__Exercise description__. Can you turn every line of the material below into a numbered list, dropping any blank lines?

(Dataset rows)
————

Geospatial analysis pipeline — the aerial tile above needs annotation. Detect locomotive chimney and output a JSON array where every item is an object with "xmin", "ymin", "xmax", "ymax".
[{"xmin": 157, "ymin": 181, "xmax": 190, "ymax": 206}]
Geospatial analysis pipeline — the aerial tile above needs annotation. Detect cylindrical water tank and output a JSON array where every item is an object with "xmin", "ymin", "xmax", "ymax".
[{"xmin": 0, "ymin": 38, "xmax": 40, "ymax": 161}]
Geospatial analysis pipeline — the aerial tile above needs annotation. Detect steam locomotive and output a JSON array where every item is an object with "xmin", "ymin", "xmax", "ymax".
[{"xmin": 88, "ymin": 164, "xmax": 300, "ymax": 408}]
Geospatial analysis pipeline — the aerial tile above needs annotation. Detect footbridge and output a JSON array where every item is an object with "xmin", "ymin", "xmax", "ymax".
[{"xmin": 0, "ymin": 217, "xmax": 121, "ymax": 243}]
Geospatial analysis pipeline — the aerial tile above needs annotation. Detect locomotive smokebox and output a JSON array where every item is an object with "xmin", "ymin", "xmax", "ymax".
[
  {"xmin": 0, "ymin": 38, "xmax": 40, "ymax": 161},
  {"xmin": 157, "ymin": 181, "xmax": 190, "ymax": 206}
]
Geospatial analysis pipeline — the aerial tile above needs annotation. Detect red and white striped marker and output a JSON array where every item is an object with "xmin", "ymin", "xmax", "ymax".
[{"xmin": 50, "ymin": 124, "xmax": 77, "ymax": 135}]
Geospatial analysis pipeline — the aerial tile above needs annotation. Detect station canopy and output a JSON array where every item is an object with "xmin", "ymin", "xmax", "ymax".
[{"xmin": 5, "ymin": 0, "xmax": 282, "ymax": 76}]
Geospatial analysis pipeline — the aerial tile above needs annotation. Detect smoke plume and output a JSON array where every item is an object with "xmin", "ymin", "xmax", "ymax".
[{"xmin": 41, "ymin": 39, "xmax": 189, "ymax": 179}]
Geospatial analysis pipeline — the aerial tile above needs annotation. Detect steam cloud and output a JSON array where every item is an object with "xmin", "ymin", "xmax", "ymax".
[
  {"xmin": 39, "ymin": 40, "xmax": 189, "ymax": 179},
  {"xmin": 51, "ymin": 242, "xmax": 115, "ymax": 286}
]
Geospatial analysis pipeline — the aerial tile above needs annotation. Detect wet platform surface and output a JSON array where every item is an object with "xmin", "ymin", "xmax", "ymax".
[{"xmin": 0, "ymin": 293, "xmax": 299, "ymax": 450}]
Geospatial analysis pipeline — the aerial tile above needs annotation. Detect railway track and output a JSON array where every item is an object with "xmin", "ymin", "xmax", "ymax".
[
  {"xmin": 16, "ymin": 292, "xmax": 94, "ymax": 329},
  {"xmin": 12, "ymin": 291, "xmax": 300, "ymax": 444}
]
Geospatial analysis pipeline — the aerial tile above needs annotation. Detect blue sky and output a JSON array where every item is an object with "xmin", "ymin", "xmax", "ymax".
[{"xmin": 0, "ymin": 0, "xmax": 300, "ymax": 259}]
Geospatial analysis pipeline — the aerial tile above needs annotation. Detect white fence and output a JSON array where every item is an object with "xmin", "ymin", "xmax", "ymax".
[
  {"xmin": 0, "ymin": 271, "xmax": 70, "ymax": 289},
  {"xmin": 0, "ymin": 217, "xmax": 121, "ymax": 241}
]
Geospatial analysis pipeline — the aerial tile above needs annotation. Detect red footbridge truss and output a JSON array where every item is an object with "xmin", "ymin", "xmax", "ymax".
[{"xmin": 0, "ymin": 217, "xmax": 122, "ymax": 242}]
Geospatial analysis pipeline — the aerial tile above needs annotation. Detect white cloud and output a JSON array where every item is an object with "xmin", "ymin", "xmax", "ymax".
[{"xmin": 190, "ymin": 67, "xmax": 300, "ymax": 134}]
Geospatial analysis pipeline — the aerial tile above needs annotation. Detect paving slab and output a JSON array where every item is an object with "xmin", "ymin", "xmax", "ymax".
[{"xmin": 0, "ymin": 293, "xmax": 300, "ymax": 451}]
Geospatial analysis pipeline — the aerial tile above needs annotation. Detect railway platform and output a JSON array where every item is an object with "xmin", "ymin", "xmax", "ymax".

————

__Output of the task__.
1. Geospatial analysis pipeline — the aerial tile above needs annotation. Detect locomotive chimney and output a JSON array where every item is an object with "xmin", "ymin", "xmax", "ymax".
2. [{"xmin": 157, "ymin": 181, "xmax": 190, "ymax": 206}]
3. Geospatial analysis pipeline — the aerial tile above needs annotation. Detect cylindrical water tank and output a JSON array where every item is an object with "xmin", "ymin", "xmax", "ymax".
4. [{"xmin": 0, "ymin": 38, "xmax": 40, "ymax": 161}]
5. Geospatial analysis pipeline — the aerial tile above needs annotation. Detect steam locomotive and output a JSON array where every item is an object with "xmin", "ymin", "xmax", "ymax".
6. [{"xmin": 88, "ymin": 164, "xmax": 300, "ymax": 408}]
7. Geospatial analysis pipeline — the aerial tile above needs annotation. Detect footbridge and output a JSON array where every item is an object with "xmin", "ymin", "xmax", "ymax".
8. [{"xmin": 0, "ymin": 217, "xmax": 121, "ymax": 243}]
9. Geospatial analysis pipeline — the aerial tile above needs annotation. Detect locomotive smokebox and output a JSON array where every item is an object with "xmin", "ymin", "xmax", "ymax".
10. [
11.   {"xmin": 0, "ymin": 38, "xmax": 40, "ymax": 161},
12.   {"xmin": 157, "ymin": 181, "xmax": 190, "ymax": 206}
13. ]
14. Geospatial analysis pipeline — the aerial tile above needs annotation. Detect red and white striped marker and output a JSON array where every item is an object with "xmin", "ymin", "xmax", "ymax".
15. [{"xmin": 50, "ymin": 124, "xmax": 77, "ymax": 135}]
16. Geospatial analysis pipeline — the aerial tile above needs annotation. Detect station canopy and output a JSON array where every item is an object with "xmin", "ymin", "xmax", "ymax".
17. [{"xmin": 5, "ymin": 0, "xmax": 282, "ymax": 76}]
18. Geospatial analysis pipeline — the aerial tile above needs annotation. Detect smoke plume and output a JSON array where every item is an object with "xmin", "ymin", "xmax", "ymax".
19. [{"xmin": 41, "ymin": 39, "xmax": 189, "ymax": 179}]
20. Geospatial analysis pipeline — the aerial tile above needs annotation. Detect steam cloud and output a JSON array where every item is an object with "xmin", "ymin", "xmax", "ymax".
21. [
22.   {"xmin": 39, "ymin": 40, "xmax": 189, "ymax": 179},
23.   {"xmin": 51, "ymin": 242, "xmax": 115, "ymax": 286}
24. ]
25. Geospatial analysis pipeline — the aerial tile above needs annotation. Detect wet platform surface and output a JSON array where every item is an object with "xmin", "ymin", "xmax", "ymax".
26. [{"xmin": 0, "ymin": 293, "xmax": 299, "ymax": 450}]
27. Geospatial analysis pipeline — the aerial tile above needs annotation. Detect railway track and output a JSON array where every item is an object with "xmin", "ymin", "xmax", "ymax".
28. [
29.   {"xmin": 16, "ymin": 292, "xmax": 94, "ymax": 329},
30.   {"xmin": 12, "ymin": 291, "xmax": 300, "ymax": 444}
31. ]
32. Geospatial analysis pipeline — the aerial tile above needs annotation. Detect blue sky and output a JSON array where every item is an object with "xmin", "ymin", "xmax", "ymax".
33. [{"xmin": 0, "ymin": 0, "xmax": 300, "ymax": 259}]
34. Geospatial analysis pipeline — the aerial tile above needs annotation. Detect white fence and output a JSON array where every item is an object with "xmin", "ymin", "xmax", "ymax".
35. [
36.   {"xmin": 0, "ymin": 271, "xmax": 70, "ymax": 289},
37.   {"xmin": 0, "ymin": 217, "xmax": 121, "ymax": 241}
38. ]
39. Geospatial analysis pipeline — the aerial tile above needs annotation. Detect red footbridge truss and output a JSON array where every item is an object with "xmin", "ymin", "xmax", "ymax".
40. [{"xmin": 0, "ymin": 217, "xmax": 122, "ymax": 242}]
41. Geospatial analysis pipeline — the aerial tile above needs annotation. Detect white cloud and output a JSON array where every item is an object with "xmin", "ymin", "xmax", "ymax".
42. [{"xmin": 190, "ymin": 67, "xmax": 300, "ymax": 134}]
43. Geospatial analysis pipeline — the aerial tile above needs annotation. Detect paving slab and output a JSON array where every item is an object with "xmin", "ymin", "xmax", "ymax".
44. [{"xmin": 0, "ymin": 293, "xmax": 300, "ymax": 451}]
45. Geospatial analysis pipeline — the aerial tile above needs annotation. Detect railway platform and output a JSON array where every item is an object with "xmin", "ymin", "xmax", "ymax".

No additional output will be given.